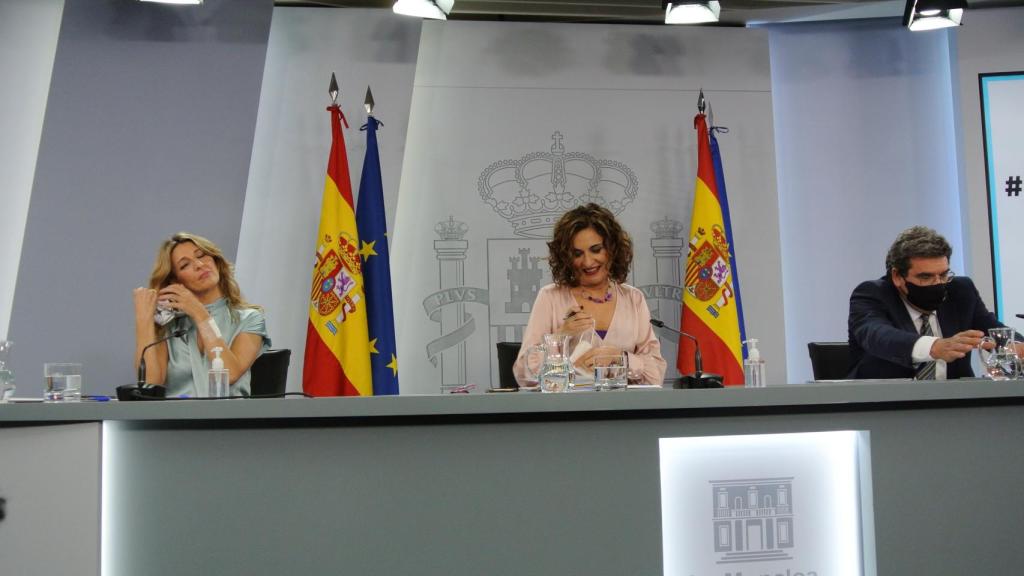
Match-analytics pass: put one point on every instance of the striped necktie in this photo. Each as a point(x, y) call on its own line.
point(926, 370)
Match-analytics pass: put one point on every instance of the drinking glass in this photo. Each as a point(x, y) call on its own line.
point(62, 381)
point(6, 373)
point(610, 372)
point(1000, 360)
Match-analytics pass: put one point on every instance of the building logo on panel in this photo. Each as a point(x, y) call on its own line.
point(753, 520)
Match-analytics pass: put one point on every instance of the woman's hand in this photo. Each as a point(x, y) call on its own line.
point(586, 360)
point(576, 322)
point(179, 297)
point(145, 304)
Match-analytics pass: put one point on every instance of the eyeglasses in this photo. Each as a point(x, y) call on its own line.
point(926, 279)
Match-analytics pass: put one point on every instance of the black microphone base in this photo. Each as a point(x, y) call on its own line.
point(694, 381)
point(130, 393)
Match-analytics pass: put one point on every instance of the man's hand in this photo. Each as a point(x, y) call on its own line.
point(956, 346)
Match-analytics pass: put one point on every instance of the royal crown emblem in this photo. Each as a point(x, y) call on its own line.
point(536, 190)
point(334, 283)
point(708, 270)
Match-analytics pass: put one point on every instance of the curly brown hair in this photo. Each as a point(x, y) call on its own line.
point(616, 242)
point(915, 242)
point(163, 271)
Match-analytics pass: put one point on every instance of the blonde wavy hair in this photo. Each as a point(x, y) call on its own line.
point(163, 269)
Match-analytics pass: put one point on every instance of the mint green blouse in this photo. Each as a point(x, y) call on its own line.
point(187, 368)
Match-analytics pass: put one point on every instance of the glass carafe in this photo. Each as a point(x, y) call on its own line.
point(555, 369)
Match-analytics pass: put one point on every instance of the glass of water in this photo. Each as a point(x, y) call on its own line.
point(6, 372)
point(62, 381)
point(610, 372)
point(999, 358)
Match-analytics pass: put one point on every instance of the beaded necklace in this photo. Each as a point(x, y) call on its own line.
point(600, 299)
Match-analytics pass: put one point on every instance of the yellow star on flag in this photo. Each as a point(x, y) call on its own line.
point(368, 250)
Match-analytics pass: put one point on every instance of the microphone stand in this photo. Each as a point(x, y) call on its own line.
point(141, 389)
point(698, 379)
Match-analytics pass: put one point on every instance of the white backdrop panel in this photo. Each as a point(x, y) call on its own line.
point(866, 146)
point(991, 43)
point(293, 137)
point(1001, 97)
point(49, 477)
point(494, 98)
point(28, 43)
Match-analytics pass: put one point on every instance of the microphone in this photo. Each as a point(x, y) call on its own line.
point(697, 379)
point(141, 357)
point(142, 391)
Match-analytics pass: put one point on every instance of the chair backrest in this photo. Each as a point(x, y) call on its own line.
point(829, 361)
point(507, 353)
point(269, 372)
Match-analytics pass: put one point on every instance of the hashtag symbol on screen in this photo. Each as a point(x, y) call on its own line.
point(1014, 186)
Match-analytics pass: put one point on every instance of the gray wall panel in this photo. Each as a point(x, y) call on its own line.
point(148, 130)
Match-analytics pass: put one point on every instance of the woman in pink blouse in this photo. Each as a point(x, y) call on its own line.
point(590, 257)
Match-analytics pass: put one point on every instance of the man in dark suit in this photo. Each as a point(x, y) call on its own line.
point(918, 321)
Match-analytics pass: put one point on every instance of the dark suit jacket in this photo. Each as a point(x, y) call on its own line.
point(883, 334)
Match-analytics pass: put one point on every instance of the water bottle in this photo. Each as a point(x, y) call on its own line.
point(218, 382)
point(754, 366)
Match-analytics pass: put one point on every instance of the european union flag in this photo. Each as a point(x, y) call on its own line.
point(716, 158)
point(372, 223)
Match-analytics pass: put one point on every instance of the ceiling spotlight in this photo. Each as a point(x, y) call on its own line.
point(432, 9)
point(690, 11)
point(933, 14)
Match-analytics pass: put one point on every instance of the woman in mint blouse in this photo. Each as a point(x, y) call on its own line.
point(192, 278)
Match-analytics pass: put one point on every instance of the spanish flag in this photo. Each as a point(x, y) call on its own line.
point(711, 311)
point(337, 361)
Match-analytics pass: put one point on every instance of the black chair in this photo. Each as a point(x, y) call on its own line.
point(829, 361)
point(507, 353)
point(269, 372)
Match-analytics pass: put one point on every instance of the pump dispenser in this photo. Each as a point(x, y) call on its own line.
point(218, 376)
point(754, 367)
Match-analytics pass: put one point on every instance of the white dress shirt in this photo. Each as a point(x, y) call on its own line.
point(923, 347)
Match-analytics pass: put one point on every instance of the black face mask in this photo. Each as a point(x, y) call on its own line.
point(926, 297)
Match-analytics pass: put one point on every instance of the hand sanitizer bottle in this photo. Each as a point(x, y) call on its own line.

• **Given exercise**: Can you set down all of the rows above word for word, without the pictures?

• **Solution for this task**:
Match-analytics pass: put one point on every instance of the striped necktie in this photo. Each as a point(x, y) call on its own line.
point(926, 370)
Match-analytics pass: put one point on every instance of the drinking glass in this photo. Each as a point(x, y) call on its own line.
point(62, 381)
point(6, 373)
point(610, 372)
point(1000, 360)
Match-analytics pass: put one point on every instance of the building logo on panel in this photo. Each as a point(x, y) call on its own line.
point(753, 520)
Match-analytics pass: put one point on every instance of the woman's hand in this photo. Each as a point(x, y) call on its own line.
point(586, 360)
point(576, 322)
point(179, 297)
point(145, 304)
Match-analytics pass: put one point on every instance of the eyeglasses in this photo. Each as a point(x, y) call on its own line.
point(926, 279)
Match-analytics pass: put one point on every instance of the black microphone base in this photo. Each as a point(x, y) call on its own line.
point(694, 381)
point(130, 393)
Match-analytics pass: put one point on every instance of the man's hand in this photo. Each as a point(x, y) call on its own line.
point(956, 346)
Match-analytics pass: put one point on every instance of the royal crown emblem in this photo. Each as a point(x, y) call on its own line.
point(536, 190)
point(334, 283)
point(708, 270)
Match-analytics pass: put one point on every instance of the curly brown hair in this photo. Each as a point(x, y) call on its own line.
point(616, 242)
point(915, 242)
point(163, 271)
Match-analytics pass: put one point on every instance of the blonde wavy hair in this photo. Each as a point(x, y) call on its own line.
point(163, 269)
Match-analytics pass: put one point on every instance of the mint green blouse in this photo. Each as a point(x, y) call on its own line.
point(187, 368)
Match-analytics pass: put one point on every instance of the glass carafe in this photo. Each as a point(x, y) call on its own line.
point(555, 369)
Match-analytics pass: put one point on every instance of the glass of water in this photo. Each as a point(x, y) call on its own line.
point(6, 372)
point(62, 381)
point(610, 372)
point(999, 358)
Match-analytics pass: put one point on every instance of the beaded necklace in this photo. Each as a point(x, y) call on its own line.
point(600, 299)
Match-analytics pass: put one point on every instance of the yellow star on flag in this photo. Each as a point(x, y) call on its own line.
point(368, 250)
Match-analytics pass: put one point on every instance of the microphone stand in this photo. Each as a point(x, y) call on its own line.
point(141, 389)
point(698, 379)
Match-analytics pass: put one point on every instance of the white backdrop panel in this photo. Each as a point(x, y) call on its own line.
point(866, 146)
point(991, 43)
point(293, 137)
point(1001, 97)
point(49, 477)
point(494, 98)
point(28, 43)
Match-analytics pass: put one point on every instance of the microphone in this photo. Each as a point(x, y) call on its own line.
point(697, 379)
point(141, 357)
point(142, 391)
Match-analytics pass: put one point on every instance of the chair backrest in this photo. Each as a point(x, y) call on its own line.
point(829, 361)
point(507, 353)
point(269, 372)
Match-analytics pass: put one point on every instance of the hashtag symbol on screen in this photo. Each as a point(x, y) call on its own line.
point(1014, 186)
Match-analytics pass: put one point on every instance of the gray wall panel in this photo. Each as a point(x, y) call on its own line.
point(148, 130)
Match-analytics pass: put one point on every instance of the woman in pink blouse in this photo. Each as a point(x, y) call on its own line.
point(590, 257)
Match-analytics pass: put one point on every instance of the man in dark suit in this photo. Each as a point(x, y) call on its own line.
point(918, 321)
Match-analytics pass: put one point on every instance of the dark suit jacket in this photo. Each as a point(x, y) call on its own line.
point(883, 334)
Match-analytics pass: put one point on every instance of the water bottle in this photo. Each as a point(x, y) call on its own line.
point(218, 382)
point(754, 366)
Match-analytics pass: put one point on every instance of the european union flag in this photo. Each as a point(x, y) call on its own line.
point(716, 158)
point(372, 223)
Match-analytics pass: put one point on every instance of the ceiling spotlight in this photo. Each as a point(x, y) call on its own line.
point(432, 9)
point(690, 11)
point(933, 14)
Match-analytics pass: put one point on every instance of the woman in mint blouse in this photo. Each as a point(x, y) call on its own line.
point(192, 278)
Match-analytics pass: put one point on every instance of the spanish flag in this photo. Each as a point(x, y) call on its own line.
point(711, 311)
point(337, 361)
Match-analytics pass: put one point on every instance of the black chair in this photo. Each as a point(x, y) call on its own line.
point(829, 361)
point(507, 353)
point(269, 372)
Match-analytics pass: put one point on every instance of the pump dispenser in this photo. Each as a point(x, y) call on its own line.
point(218, 376)
point(754, 367)
Match-analytics pass: put one point on every instance of the white dress shirt in this photo. Each as a point(x, y) call on its own line.
point(923, 347)
Match-analytics pass: put one point on every instance of the black face mask in this photo. Each as a point(x, y) call on its own line.
point(926, 297)
Match-analytics pass: put one point on every instance of the hand sanitizer bottle in this photo. Each as a point(x, y) call on its own line.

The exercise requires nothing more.